GW Pharmaceuticals plc ("GW" or "the Company") has noted today's media coverage relating to the findings of a paper by Fiona A Campbell et al* published in the issue of the British Medical Journal ("BMJ") dated 7 July 2001, which reviews historical data from research on cannabinoids conducted between 1975 and 1997 ("the Paper").
GW is pleased to note that the Paper's findings support the Company's principal research proposition - that there is scientific evidence to suggest that cannabis based medicines are effective in treating neuropathic pain and spasticity, two of the principal symptoms of multiple sclerosis. In clinical trials carried out by GW to date on patients suffering from multiple sclerosis and a range of intractable neurological conditions it is clear they are obtaining significant benefit.
GW agrees with the principal finding of the Paper, that single dose THC should not be used in post-operative pain and is only as effective in treating this form of pain as codeine. GW's lead products comprise whole plant extracts of cannabis incorporated in a sub lingual (under the tongue) spray and are quite distinct from the oral single THC products referred to in the Paper. Further, GW's research programme has never focused on post-operative pain as a target market and the Company's business plan does not include it as a source of potential revenue.
Speaking on LBC Radio this morning the Paper's author, Dr Fiona Campbell, emphasised the difference between acute post operative pain and chronic intractable neuropathic pain. In addition, Dr Campbell clearly stated that cannabinoids may well have an important role to play in neuropathic pain.
Commenting on the Paper, Dr Philip Robson, GW's Medical Director, said: "The BMJ paper re-reviews historical data (1975-97) which was considered, alongside a wealth of additional scientific data, by GW when the Company initiated its research programme in 1998. GW agrees with the authors of the paper that post-operative pain is not the area in which cannabinoids are likely to provide superior therapeutic benefit over existing treatments. For this reason, GW is not focusing its research on post-operative pain. However, the paper also recognises that cannabis could be useful in other areas of pain, in particular neuropathic pain and spasticity, and it is these areas in which GW is focusing its current research.
++++++++
* [WORK REQUIRED]: Duplicate the passage of the GW Pharmaceuticals statement from "GW agrees with the principal" to "of potential revenue.".

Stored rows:
++++++++
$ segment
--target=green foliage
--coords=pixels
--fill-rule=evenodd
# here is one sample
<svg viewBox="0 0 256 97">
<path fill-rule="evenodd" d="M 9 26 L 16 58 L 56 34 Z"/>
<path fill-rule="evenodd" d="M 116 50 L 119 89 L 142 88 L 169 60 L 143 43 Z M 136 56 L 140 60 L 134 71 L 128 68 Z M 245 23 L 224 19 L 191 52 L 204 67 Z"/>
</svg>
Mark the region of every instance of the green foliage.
++++++++
* [TASK RESPONSE]:
GW agrees with the principal finding of the Paper, that single dose THC should not be used in post-operative pain and is only as effective in treating this form of pain as codeine. GW's lead products comprise whole plant extracts of cannabis incorporated in a sub lingual (under the tongue) spray and are quite distinct from the oral single THC products referred to in the Paper. Further, GW's research programme has never focused on post-operative pain as a target market and the Company's business plan does not include it as a source of potential revenue.